(Data extracted from a collection)
==*==

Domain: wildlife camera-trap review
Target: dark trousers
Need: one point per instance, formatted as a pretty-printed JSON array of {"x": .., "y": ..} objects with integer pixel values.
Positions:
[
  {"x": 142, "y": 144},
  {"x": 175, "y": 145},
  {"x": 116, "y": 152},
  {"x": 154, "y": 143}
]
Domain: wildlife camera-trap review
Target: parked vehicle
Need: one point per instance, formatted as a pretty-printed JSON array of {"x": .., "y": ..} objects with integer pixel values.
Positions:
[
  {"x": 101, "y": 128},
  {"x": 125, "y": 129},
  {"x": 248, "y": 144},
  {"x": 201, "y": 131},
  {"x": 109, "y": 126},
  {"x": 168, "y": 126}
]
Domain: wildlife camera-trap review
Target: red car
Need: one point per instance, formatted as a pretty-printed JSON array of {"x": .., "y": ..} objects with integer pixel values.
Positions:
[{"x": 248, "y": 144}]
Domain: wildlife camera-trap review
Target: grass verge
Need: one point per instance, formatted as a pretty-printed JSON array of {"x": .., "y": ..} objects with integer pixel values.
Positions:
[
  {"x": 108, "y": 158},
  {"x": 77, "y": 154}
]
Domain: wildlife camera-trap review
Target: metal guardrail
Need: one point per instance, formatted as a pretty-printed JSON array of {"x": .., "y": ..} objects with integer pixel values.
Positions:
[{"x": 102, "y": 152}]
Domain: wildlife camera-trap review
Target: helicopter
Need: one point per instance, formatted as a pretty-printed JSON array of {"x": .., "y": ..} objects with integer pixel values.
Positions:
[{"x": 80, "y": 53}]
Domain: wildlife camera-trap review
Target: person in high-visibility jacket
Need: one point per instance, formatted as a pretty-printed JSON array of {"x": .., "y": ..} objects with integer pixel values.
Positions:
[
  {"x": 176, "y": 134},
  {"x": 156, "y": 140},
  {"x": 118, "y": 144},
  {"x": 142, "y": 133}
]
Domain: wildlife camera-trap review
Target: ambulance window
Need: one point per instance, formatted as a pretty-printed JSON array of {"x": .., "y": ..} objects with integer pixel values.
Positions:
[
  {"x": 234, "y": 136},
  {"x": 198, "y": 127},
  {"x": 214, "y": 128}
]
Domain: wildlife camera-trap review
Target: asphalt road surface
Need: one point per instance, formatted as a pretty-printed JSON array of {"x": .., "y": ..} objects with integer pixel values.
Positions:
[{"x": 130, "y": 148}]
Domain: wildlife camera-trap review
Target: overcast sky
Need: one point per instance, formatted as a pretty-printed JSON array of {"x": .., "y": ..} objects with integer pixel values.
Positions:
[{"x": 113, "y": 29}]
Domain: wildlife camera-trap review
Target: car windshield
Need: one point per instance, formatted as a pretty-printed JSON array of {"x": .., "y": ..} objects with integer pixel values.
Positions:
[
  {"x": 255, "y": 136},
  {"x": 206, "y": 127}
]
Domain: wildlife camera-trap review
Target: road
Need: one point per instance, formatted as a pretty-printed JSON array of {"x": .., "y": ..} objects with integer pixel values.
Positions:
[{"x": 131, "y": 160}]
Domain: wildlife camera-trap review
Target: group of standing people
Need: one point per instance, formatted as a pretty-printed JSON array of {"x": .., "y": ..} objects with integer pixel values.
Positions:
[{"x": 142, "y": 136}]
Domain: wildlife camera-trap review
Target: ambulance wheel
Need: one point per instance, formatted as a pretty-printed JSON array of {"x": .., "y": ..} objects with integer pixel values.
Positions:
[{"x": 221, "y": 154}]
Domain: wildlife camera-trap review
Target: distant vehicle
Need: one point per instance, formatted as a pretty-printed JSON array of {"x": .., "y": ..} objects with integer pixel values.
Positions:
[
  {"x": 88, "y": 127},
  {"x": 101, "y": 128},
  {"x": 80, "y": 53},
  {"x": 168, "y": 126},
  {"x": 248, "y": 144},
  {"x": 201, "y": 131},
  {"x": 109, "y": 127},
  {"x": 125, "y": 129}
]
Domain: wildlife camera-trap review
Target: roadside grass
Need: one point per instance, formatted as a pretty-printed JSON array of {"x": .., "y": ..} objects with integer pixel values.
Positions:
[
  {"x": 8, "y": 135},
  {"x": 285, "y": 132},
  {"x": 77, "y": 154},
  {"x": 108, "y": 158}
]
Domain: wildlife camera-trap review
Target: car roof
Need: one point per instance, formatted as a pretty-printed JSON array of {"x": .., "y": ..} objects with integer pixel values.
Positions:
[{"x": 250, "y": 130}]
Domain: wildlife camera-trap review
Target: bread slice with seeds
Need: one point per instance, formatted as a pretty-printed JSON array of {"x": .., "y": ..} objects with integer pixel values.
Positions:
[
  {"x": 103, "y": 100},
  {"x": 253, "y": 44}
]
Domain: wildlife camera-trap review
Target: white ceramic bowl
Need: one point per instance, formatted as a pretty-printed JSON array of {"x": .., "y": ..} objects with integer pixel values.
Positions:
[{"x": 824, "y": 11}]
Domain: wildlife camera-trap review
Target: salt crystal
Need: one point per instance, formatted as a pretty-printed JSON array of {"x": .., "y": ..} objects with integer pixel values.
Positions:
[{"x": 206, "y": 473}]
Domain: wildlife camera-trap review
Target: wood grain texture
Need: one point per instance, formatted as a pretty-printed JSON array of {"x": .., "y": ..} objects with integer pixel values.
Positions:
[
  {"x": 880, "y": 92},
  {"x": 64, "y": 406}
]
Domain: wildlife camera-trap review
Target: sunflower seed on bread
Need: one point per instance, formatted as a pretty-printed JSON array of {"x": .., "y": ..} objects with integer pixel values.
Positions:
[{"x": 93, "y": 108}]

==*==

■ PROBLEM REQUIREMENTS:
Every record above should be output exactly.

■ OUTPUT FOR THIS TASK:
Domain: wildlife camera-trap review
Target: dark trousers
Need: one point per instance, formatted as a pretty-printed JSON array of {"x": .., "y": ..} objects with integer pixel values.
Positions:
[
  {"x": 142, "y": 144},
  {"x": 175, "y": 145},
  {"x": 116, "y": 152},
  {"x": 154, "y": 143}
]
Domain: wildlife camera-trap review
Target: parked vehicle
Need: one point per instance, formatted as a pretty-printed JSON array of {"x": .., "y": ..} objects with integer pixel values.
Positions:
[
  {"x": 101, "y": 128},
  {"x": 125, "y": 129},
  {"x": 248, "y": 144},
  {"x": 201, "y": 131},
  {"x": 109, "y": 126},
  {"x": 168, "y": 126}
]
Domain: wildlife camera-trap review
Target: red car
Need: one point per instance, formatted as a pretty-printed JSON array of {"x": .., "y": ..} objects with integer pixel values.
Positions:
[{"x": 248, "y": 144}]
Domain: wildlife camera-trap review
Target: grass verge
Need: one point per instance, formatted as a pretty-printed JSON array of {"x": .., "y": ..} objects with integer pixel values.
Positions:
[
  {"x": 108, "y": 158},
  {"x": 77, "y": 154}
]
Domain: wildlife camera-trap review
Target: metal guardrail
Need: one point per instance, formatted as a pretty-printed JSON array of {"x": .., "y": ..} objects with integer pixel values.
Positions:
[{"x": 102, "y": 152}]
Domain: wildlife camera-trap review
Target: helicopter
Need: one point per instance, formatted as a pretty-printed JSON array of {"x": .., "y": ..} objects with integer pixel values.
Positions:
[{"x": 80, "y": 53}]
Domain: wildlife camera-trap review
Target: person in high-visibility jacket
Need: one point per instance, formatted as a pretty-printed JSON array of {"x": .., "y": ..} objects with integer pixel values.
Positions:
[
  {"x": 176, "y": 134},
  {"x": 156, "y": 140},
  {"x": 118, "y": 144},
  {"x": 142, "y": 133}
]
Domain: wildlife camera-trap review
Target: ambulance window
Need: one point per instance, formatted as a pretty-printed JSON array of {"x": .., "y": ..} objects with integer pixel values.
Positions:
[
  {"x": 234, "y": 136},
  {"x": 198, "y": 127},
  {"x": 214, "y": 128}
]
Domain: wildlife camera-trap review
Target: asphalt road surface
Need: one point per instance, formatted as a pretty-printed JSON array of {"x": .., "y": ..} objects with integer pixel values.
Positions:
[{"x": 130, "y": 148}]
Domain: wildlife camera-trap review
Target: overcast sky
Need: one point per instance, formatted as a pretty-printed JSON array of {"x": .., "y": ..} objects with integer pixel values.
Positions:
[{"x": 113, "y": 29}]
Domain: wildlife camera-trap review
Target: car windshield
Need: one point per instance, formatted as a pretty-printed JSON array of {"x": .., "y": ..} objects with integer pixel values.
Positions:
[
  {"x": 255, "y": 136},
  {"x": 206, "y": 127}
]
Domain: wildlife camera-trap review
Target: road
Need: one point per instance, formatted as a pretty-printed JSON array of {"x": .., "y": ..} objects with integer pixel values.
Positions:
[{"x": 131, "y": 160}]
Domain: wildlife camera-trap review
Target: group of standing people
Need: one point per instance, formatted as a pretty-printed JSON array of {"x": .., "y": ..} objects with integer pixel values.
Positions:
[{"x": 142, "y": 136}]
Domain: wildlife camera-trap review
Target: ambulance wheel
Need: one point per instance, formatted as a pretty-printed JSON array of {"x": .., "y": ..} objects with integer pixel values.
Positions:
[{"x": 221, "y": 154}]
Domain: wildlife camera-trap review
Target: distant vehicle
Need: one point per instance, formatted as a pretty-printed JSON array of {"x": .., "y": ..} objects with integer pixel values.
Positions:
[
  {"x": 88, "y": 127},
  {"x": 101, "y": 128},
  {"x": 80, "y": 53},
  {"x": 168, "y": 126},
  {"x": 248, "y": 144},
  {"x": 201, "y": 131},
  {"x": 109, "y": 127},
  {"x": 125, "y": 129}
]
Domain: wildlife camera-trap review
Target: roadside grass
Need: one point per instance, formatted as a pretty-printed JSON array of {"x": .., "y": ..} objects with integer pixel values.
Positions:
[
  {"x": 8, "y": 135},
  {"x": 285, "y": 132},
  {"x": 77, "y": 154},
  {"x": 108, "y": 158}
]
Domain: wildlife camera-trap review
Target: car roof
Need: one point per instance, formatted as a pretty-printed JSON array of {"x": .., "y": ..} objects with integer pixel values.
Positions:
[{"x": 250, "y": 130}]
Domain: wildlife camera-trap review
Target: bread slice with seeds
Need: one point per instance, formatted as a pretty-printed JSON array of {"x": .., "y": ..} objects with integer pixel values.
Positions:
[
  {"x": 103, "y": 100},
  {"x": 253, "y": 44}
]
Domain: wildlife camera-trap review
Target: white ceramic bowl
Need: one point per instance, formatted as a pretty-printed JSON array of {"x": .., "y": ..} objects with integer pixel values.
Positions:
[{"x": 824, "y": 11}]
Domain: wildlife camera-trap review
Target: salt crystal
Need: one point per instance, formatted as a pretty-printed JSON array of {"x": .., "y": ..} objects with integer pixel values.
Positions:
[{"x": 206, "y": 473}]
Domain: wildlife camera-trap review
Target: wood grain texture
Need: one point per instance, formatted as a pretty-printed JSON array of {"x": .., "y": ..} objects with integer pixel values.
Positions:
[
  {"x": 880, "y": 92},
  {"x": 64, "y": 406}
]
Domain: wildlife camera-trap review
Target: sunflower seed on bread
Need: one point per instance, formatted as a pretty-printed JSON array of {"x": .., "y": ..} objects with integer pixel values.
Positions:
[{"x": 93, "y": 108}]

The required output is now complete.